> [REQUEST] Copy every line of the items below that contains the word "positive", matching its case exactly.

───── MATERIAL FOR THE TASK

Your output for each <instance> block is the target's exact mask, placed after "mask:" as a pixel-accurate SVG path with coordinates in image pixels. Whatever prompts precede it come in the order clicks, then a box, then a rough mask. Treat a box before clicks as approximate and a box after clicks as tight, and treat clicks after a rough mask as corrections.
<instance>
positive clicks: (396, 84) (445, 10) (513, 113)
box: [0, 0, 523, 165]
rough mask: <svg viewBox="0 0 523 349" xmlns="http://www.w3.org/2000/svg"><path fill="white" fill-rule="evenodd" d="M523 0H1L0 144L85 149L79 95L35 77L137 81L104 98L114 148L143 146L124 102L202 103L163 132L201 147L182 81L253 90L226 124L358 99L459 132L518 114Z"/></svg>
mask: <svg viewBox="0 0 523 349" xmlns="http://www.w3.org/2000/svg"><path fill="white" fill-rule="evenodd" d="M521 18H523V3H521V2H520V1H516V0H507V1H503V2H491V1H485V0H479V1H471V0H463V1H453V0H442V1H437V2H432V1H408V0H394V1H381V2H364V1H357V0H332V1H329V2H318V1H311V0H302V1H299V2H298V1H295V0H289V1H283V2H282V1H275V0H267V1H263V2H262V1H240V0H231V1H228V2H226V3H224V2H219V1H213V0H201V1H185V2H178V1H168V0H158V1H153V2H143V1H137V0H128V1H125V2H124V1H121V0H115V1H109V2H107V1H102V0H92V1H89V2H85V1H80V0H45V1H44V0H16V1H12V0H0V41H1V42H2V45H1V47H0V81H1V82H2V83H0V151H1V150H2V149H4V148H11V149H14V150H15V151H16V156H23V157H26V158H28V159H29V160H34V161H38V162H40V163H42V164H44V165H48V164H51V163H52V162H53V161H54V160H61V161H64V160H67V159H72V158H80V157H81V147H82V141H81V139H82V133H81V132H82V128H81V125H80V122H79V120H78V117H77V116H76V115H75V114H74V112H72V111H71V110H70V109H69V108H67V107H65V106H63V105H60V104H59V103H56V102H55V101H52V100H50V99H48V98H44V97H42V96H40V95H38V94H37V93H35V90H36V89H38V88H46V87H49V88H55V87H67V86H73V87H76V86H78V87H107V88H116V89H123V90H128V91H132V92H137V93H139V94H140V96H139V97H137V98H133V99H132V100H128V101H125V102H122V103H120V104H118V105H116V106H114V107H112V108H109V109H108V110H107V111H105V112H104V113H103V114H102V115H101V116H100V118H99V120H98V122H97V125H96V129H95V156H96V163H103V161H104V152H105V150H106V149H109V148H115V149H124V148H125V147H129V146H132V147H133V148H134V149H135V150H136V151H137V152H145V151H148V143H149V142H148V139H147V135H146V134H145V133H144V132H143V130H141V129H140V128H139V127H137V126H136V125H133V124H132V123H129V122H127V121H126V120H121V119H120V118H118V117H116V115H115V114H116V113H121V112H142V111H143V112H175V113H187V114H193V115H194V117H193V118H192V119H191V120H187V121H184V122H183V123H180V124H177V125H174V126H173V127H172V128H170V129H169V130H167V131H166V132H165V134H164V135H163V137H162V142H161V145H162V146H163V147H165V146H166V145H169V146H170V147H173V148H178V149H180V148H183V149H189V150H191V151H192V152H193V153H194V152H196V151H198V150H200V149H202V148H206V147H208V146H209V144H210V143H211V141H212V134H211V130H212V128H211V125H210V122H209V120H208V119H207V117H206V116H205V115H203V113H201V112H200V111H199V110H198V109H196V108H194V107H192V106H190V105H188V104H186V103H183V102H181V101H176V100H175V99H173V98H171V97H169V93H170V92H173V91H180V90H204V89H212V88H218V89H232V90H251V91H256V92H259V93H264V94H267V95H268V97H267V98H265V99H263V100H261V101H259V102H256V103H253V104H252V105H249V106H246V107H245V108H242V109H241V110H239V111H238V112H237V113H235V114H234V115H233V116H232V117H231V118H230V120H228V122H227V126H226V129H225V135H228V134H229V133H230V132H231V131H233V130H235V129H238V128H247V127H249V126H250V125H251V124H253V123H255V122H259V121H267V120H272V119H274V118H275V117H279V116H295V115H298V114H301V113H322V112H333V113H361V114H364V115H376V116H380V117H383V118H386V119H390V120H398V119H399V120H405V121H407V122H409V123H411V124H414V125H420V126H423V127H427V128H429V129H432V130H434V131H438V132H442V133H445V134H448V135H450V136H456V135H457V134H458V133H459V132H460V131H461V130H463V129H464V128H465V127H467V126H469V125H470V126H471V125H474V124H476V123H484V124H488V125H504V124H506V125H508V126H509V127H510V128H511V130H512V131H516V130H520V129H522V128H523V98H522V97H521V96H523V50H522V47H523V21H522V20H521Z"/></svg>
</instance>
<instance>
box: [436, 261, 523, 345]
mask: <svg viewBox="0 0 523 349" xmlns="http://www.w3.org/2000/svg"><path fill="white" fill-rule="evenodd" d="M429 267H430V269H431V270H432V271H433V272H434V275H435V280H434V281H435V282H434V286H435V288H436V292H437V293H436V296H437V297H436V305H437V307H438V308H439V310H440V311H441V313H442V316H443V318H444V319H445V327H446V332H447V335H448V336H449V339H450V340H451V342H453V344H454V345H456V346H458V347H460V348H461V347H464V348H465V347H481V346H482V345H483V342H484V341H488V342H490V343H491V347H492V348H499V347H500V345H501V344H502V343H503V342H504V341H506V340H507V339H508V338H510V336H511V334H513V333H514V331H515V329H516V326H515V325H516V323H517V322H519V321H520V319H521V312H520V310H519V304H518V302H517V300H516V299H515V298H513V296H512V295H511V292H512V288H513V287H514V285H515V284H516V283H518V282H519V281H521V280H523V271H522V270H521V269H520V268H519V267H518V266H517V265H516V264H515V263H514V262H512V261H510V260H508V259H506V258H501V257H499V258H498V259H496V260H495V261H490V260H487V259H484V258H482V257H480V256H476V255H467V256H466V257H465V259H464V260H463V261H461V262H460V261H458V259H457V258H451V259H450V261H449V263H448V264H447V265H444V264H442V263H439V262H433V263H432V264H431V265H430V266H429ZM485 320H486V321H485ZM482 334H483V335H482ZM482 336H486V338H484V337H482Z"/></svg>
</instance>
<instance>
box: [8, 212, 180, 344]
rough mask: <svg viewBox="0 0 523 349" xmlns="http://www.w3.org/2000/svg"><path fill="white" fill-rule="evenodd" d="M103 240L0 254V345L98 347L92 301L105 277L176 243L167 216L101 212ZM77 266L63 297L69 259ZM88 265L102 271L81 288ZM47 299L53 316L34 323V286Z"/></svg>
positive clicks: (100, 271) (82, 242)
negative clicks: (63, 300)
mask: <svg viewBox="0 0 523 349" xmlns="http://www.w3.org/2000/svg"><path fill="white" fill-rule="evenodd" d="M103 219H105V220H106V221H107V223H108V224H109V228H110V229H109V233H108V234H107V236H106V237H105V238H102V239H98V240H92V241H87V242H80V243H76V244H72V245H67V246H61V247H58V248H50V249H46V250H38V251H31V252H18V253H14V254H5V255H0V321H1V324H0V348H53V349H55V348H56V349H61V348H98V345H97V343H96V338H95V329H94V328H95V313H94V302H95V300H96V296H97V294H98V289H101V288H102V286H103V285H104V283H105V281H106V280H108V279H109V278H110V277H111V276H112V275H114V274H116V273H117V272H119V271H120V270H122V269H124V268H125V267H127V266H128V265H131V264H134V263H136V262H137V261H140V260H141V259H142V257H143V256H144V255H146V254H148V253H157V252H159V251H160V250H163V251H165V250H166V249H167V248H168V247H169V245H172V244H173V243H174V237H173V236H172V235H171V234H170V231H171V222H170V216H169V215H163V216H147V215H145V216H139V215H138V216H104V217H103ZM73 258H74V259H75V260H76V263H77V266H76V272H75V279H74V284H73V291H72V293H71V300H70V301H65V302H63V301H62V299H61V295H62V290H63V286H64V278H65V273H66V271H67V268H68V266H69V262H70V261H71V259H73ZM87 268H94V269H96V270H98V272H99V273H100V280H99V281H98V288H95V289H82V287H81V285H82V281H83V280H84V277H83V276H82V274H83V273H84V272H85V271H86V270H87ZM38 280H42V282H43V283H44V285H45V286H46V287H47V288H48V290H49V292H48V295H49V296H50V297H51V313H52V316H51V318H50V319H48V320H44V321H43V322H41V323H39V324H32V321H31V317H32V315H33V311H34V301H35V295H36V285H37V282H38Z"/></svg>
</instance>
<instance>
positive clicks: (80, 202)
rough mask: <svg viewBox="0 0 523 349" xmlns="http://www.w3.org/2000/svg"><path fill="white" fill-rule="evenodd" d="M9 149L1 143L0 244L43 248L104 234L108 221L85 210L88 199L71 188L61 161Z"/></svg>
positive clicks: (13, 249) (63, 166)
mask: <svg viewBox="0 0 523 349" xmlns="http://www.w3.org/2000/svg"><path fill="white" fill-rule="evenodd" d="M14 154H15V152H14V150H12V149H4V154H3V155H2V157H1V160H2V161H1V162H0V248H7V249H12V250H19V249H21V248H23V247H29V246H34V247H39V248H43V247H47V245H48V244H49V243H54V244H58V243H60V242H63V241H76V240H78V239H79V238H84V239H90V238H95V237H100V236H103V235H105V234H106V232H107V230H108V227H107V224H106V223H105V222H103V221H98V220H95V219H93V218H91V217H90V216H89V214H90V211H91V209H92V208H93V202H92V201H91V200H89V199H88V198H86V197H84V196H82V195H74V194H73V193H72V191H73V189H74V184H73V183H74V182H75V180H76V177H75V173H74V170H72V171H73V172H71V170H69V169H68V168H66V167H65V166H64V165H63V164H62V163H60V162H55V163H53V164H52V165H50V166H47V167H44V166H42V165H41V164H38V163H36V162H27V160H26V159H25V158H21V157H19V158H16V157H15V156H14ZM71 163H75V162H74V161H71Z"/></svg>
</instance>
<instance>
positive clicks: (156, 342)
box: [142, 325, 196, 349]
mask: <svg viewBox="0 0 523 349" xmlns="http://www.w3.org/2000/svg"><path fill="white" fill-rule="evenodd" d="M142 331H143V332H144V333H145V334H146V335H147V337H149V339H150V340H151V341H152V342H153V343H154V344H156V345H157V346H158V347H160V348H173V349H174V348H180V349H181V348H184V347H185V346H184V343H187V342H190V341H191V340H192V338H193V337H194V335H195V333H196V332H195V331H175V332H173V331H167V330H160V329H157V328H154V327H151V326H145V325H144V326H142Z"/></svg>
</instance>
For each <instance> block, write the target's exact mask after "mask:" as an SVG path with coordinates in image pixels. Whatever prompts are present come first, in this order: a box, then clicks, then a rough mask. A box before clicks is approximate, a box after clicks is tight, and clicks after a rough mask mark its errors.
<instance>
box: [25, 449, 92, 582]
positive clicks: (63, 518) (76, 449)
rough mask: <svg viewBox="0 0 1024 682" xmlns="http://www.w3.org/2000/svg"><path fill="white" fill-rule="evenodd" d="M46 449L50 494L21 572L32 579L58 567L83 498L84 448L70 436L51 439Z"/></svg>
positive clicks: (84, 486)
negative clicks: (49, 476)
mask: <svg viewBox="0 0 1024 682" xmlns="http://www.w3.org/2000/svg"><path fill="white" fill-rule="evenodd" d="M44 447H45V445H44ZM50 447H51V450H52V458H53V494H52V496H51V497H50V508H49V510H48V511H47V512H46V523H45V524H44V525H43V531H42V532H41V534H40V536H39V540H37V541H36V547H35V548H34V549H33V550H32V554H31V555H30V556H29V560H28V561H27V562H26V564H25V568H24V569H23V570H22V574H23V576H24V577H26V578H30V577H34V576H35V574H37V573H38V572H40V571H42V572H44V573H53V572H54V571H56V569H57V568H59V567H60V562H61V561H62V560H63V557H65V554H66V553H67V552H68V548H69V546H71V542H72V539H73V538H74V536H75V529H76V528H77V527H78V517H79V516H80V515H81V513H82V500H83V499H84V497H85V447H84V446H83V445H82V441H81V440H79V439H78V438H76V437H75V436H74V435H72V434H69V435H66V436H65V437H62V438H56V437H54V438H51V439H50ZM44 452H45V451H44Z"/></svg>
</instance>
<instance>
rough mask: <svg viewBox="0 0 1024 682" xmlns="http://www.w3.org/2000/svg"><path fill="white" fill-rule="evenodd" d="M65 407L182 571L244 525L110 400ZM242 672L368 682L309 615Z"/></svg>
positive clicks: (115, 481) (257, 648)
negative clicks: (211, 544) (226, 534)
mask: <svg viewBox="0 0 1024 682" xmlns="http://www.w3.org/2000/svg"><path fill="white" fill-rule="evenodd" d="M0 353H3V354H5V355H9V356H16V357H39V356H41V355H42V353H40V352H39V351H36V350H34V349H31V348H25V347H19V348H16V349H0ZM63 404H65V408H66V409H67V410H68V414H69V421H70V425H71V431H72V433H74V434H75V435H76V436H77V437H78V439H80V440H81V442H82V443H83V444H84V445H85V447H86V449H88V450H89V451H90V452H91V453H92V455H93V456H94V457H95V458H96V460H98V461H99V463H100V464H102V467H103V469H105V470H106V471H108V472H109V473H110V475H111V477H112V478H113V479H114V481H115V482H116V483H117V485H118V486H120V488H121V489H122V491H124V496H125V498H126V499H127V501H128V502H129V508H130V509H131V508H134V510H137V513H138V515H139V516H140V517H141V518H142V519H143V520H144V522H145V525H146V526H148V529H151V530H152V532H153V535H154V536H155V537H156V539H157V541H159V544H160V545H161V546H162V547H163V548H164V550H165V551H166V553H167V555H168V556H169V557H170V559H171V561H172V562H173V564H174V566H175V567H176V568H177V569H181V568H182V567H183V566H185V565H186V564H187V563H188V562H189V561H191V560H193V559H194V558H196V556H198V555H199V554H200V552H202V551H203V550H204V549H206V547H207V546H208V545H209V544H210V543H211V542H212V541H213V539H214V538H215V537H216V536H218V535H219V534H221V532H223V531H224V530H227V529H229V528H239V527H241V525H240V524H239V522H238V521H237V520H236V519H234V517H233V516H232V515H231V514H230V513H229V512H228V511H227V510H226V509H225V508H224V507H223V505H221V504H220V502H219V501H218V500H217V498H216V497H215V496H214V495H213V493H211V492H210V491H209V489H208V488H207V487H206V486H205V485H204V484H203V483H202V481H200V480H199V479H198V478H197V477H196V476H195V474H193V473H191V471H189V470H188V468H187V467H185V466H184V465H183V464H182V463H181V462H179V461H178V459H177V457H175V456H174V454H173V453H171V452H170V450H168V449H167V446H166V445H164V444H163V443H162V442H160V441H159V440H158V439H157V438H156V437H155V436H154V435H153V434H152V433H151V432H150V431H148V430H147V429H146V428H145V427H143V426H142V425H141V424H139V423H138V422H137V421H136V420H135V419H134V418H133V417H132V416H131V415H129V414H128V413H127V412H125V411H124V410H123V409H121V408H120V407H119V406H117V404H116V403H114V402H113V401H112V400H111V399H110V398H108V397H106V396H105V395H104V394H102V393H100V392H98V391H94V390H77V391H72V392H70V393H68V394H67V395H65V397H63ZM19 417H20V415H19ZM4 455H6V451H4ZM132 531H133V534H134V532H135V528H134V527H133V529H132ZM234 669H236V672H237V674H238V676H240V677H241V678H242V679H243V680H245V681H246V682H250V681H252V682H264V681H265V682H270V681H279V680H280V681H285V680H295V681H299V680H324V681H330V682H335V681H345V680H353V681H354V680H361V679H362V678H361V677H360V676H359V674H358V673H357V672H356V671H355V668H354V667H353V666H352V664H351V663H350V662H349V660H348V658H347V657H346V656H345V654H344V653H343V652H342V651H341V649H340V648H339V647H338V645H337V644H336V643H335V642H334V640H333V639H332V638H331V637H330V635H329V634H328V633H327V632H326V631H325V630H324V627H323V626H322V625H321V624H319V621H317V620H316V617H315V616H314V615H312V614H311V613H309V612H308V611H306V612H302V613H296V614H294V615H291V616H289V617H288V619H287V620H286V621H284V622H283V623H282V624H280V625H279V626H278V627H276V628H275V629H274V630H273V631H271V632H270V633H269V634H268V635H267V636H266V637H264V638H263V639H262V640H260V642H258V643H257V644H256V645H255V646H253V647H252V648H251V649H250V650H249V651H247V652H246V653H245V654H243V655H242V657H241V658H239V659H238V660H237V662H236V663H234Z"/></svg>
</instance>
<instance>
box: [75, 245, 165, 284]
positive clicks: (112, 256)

──────────

> [SOLVED PROBLEM]
positive clicks: (396, 84) (445, 10) (513, 113)
positive clicks: (100, 271) (82, 242)
positive clicks: (80, 202)
positive clicks: (13, 249) (63, 166)
positive clicks: (156, 342)
positive clicks: (63, 518) (76, 449)
positive clicks: (84, 486)
positive clicks: (115, 481) (257, 648)
positive clicks: (112, 256)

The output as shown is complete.